> _任务说明_:
1 > 根据 NewInternalIterator 代码节选,判断下列说法是否与其相符,逐条回答“是”或“否”,并原样引用起决定作用的文字:(a) read_options.ignore_range_deletions 为假时,会为可变 memtable 创建范围墓碑迭代器;(b) read_tier 等于 kMemtableTier 时,仍会收集 L0 至 Ln 各文件的迭代器;(c) 状态不正常时,函数会调用 CleanupSuperVersion,然后返回 NewErrorInternalIterator 生成的迭代器。
2 > 按照 NewInternalIterator 代码节选的说法,MergingIterator 从子迭代器中选出下一个 key 时,用什么来加速挑选?
3 > 接着 NewInternalIterator 代码节选的最后一句往下续写。

> _所给文本_:
-----
構建InternalIterator:DBImpl::NewInternalIterator():

InternalIterator* DBImpl::NewInternalIterator(
    const ReadOptions& read_options, ColumnFamilyData* cfd,
    SuperVersion* super_version, Arena* arena,
    RangeDelAggregator* range_del_agg) {
  InternalIterator* internal_iter;
  assert(arena != nullptr);
  assert(range_del_agg != nullptr);
  // Need to create internal iterator from the arena.
  MergeIteratorBuilder merge_iter_builder(
      &cfd->internal_comparator(), arena,
      !read_options.total_order_seek &&
          cfd->ioptions()->prefix_extractor != nullptr);
  // Collect iterator for mutable mem
  merge_iter_builder.AddIterator(
      super_version->mem->NewIterator(read_options, arena));
  std::unique_ptr<InternalIterator> range_del_iter;
  Status s;
  if (!read_options.ignore_range_deletions) {
    range_del_iter.reset(
        super_version->mem->NewRangeTombstoneIterator(read_options));
    s = range_del_agg->AddTombstones(std::move(range_del_iter));
  }
  // Collect all needed child iterators for immutable memtables
  if (s.ok()) {
    super_version->imm->AddIterators(read_options, &merge_iter_builder);
    if (!read_options.ignore_range_deletions) {
      s = super_version->imm->AddRangeTombstoneIterators(read_options, arena,
                                                         range_del_agg);
    }
  }
  TEST_SYNC_POINT_CALLBACK("DBImpl::NewInternalIterator:StatusCallback", &s);
  if (s.ok()) {
    // Collect iterators for files in L0 - Ln
    if (read_options.read_tier != kMemtableTier) {
      super_version->current->AddIterators(read_options, env_options_,
                                           &merge_iter_builder, range_del_agg);
    }
    internal_iter = merge_iter_builder.Finish();
    IterState* cleanup =
        new IterState(this, &mutex_, super_version,
                      read_options.background_purge_on_iterator_cleanup);
    internal_iter->RegisterCleanup(CleanupIteratorState, cleanup, nullptr);

    return internal_iter;
  } else {
    CleanupSuperVersion(super_version);
  }
  return NewErrorInternalIterator(s, arena);
}

 

MergingIterator從子迭代器中選擇讀取下一個key,其中用到最小堆加速pick:MergingIterator::SeekToFirst() & Next()
-----
> _所给资料_:
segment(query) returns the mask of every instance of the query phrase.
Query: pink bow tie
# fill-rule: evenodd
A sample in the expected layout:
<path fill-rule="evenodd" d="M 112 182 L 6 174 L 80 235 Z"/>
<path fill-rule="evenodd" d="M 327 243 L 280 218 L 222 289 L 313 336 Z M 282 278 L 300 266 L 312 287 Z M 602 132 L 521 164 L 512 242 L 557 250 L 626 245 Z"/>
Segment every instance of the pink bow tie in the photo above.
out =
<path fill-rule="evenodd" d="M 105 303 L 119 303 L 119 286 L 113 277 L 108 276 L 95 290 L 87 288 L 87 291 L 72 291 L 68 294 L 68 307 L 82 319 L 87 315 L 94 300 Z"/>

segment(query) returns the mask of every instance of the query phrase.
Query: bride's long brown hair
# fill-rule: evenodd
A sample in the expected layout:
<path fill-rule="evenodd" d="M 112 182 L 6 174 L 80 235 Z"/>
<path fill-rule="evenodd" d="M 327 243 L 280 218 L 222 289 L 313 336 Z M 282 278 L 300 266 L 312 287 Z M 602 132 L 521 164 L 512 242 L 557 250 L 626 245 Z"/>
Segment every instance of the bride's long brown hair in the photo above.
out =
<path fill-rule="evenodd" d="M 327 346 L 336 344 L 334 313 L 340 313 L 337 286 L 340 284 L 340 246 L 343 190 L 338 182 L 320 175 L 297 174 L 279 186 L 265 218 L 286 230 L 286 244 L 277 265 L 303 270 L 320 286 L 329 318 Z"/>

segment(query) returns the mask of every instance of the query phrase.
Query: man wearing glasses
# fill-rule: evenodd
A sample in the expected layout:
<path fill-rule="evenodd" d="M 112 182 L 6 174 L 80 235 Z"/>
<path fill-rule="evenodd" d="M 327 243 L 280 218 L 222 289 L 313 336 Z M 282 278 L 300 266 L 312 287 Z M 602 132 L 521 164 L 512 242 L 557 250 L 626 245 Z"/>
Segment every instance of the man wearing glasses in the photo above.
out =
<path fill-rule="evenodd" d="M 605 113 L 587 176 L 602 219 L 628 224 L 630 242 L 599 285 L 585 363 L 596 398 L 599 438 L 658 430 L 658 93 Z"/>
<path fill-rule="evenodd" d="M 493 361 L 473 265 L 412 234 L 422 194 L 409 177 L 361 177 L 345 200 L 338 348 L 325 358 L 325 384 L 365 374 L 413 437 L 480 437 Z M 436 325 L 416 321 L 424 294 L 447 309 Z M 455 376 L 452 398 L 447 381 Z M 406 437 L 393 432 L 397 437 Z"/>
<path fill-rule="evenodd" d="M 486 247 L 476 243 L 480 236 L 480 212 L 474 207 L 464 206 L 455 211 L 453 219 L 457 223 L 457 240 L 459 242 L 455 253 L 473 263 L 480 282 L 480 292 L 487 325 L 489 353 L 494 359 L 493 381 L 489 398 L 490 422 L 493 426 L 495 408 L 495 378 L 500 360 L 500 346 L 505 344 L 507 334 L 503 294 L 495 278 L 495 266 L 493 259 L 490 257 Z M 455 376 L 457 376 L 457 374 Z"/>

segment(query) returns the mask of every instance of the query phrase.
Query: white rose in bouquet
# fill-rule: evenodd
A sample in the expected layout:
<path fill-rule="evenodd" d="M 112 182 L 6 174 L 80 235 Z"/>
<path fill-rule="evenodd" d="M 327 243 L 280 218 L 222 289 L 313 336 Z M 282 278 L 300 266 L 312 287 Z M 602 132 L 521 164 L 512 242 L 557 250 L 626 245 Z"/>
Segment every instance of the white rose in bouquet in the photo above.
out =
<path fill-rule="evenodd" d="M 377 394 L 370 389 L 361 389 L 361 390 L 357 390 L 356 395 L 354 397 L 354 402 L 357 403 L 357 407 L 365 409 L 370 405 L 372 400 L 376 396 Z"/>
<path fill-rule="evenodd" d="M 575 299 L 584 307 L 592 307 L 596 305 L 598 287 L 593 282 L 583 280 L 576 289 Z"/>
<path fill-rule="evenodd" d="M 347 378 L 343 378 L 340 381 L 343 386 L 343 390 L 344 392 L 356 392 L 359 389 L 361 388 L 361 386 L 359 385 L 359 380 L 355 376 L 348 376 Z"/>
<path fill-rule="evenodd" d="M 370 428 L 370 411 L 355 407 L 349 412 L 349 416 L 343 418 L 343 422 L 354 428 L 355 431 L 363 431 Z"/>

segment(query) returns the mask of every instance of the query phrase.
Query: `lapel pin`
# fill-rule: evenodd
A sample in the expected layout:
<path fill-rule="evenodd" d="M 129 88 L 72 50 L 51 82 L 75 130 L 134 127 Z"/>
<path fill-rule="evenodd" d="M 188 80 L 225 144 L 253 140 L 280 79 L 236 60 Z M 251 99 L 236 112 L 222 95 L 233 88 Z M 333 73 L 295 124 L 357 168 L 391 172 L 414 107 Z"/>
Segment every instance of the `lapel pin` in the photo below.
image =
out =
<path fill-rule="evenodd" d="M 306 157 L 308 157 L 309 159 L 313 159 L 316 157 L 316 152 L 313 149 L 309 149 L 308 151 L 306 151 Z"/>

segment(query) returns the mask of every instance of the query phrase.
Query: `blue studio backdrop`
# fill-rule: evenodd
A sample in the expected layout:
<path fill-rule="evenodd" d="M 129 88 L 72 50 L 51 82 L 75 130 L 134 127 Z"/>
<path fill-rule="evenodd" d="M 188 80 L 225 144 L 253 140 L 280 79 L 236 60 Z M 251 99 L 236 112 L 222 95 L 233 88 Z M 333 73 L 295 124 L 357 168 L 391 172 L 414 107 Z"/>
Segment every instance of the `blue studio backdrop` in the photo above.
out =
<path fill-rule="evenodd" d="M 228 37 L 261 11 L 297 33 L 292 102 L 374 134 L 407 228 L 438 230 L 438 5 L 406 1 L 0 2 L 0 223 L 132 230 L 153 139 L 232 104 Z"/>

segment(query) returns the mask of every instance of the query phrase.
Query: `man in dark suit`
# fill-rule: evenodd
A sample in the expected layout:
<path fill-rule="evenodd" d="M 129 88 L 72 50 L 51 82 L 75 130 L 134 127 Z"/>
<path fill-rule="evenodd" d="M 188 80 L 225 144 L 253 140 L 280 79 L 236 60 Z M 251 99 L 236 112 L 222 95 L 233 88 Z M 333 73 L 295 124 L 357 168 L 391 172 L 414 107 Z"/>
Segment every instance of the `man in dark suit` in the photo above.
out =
-----
> _各题答案_:
1 >
(a) 是。依据:“if (!read_options.ignore_range_deletions) {”以及“super_version->mem->NewRangeTombstoneIterator(read_options)”。
(b) 否。依据:“if (read_options.read_tier != kMemtableTier) {”。
(c) 是。依据:“CleanupSuperVersion(super_version);”以及“return NewErrorInternalIterator(s, arena);”。

2 > 用最小堆来加速挑选。

3 >
virtual void SeekToFirst() override {
    ClearHeaps();
    status_ = Status::OK();
    for (auto& child : children_) {
      child.SeekToFirst();
      if (child.Valid()) {
        assert(child.status().ok());
        minHeap_.push(&child);
      } else {
        considerStatus(child.status());
      }
    }
    direction_ = kForward;
    current_ = CurrentForward();
  }
  
  IteratorWrapper* CurrentForward() const {
    assert(direction_ == kForward);
    return !minHeap_.empty() ? minHeap_.top() : nullptr;
  }
  
  virtual void Next() override {
    assert(Valid());

    // Ensure that all children are positioned after key().
    // If we are moving in the forward direction, it is already
    // true for all of the non-current children since current_ is
    // the smallest child and key() == current_->key().
    if (direction_ != kForward) {
      SwitchToForward();
      // The loop advanced all non-current children to be > key() so current_
      // should still be strictly the smallest key.
      assert(current_ == CurrentForward());
    }

    // For the heap modifications below to be correct, current_ must be the
    // current top of the heap.
    assert(current_ == CurrentForward());

    // as the current points to the current record. move the iterator forward.
    current_->Next();
    if (current_->Valid()) {
      // current is still valid after the Next() call above.  Call
      // replace_top() to restore the heap property.  When the same child
      // iterator yields a sequence of keys, this is cheap.
      assert(current_->status().ok());
      minHeap_.replace_top(current_);
    } else {
      // current stopped being valid, remove it from the heap.
      considerStatus(current_->status());
      minHeap_.pop();
    }
    current_ = CurrentForward();
  }

 

迭代器解析數據方法:DBIter::FindNextUserEntryInternal():

bool DBIter::FindNextUserEntryInternal(bool skipping, bool prefix_check) {
  // Loop until we hit an acceptable entry to yield
  assert(iter_->Valid());
  assert(status_.ok());
  assert(direction_ == kForward);
  current_entry_is_merged_ = false;

  // How many times in a row we have skipped an entry with user key less than
  // or equal to saved_key_. We could skip these entries either because
  // sequence numbers were too high or because skipping = true.
  // What saved_key_ contains throughout this method:
  //  - if skipping        : saved_key_ contains the key that we need to skip,
  //                         and we haven't seen any keys greater than that,
  //  - if num_skipped > 0 : saved_key_ contains the key that we have skipped
  //                         num_skipped times, and we haven't seen any keys
  //                         greater than that,
  //  - none of the above  : saved_key_ can contain anything, it doesn't matter.
  uint64_t num_skipped = 0;

  is_blob_ = false;

  do {
    if (!ParseKey(&ikey_)) {
      return false;
    }

    if (iterate_upper_bound_ != nullptr &&
        user_comparator_->Compare(ikey_.user_key, *iterate_upper_bound_) >= 0) {
      break;
    }

    if (prefix_extractor_ && prefix_check &&
        prefix_extractor_->Transform(ikey_.user_key)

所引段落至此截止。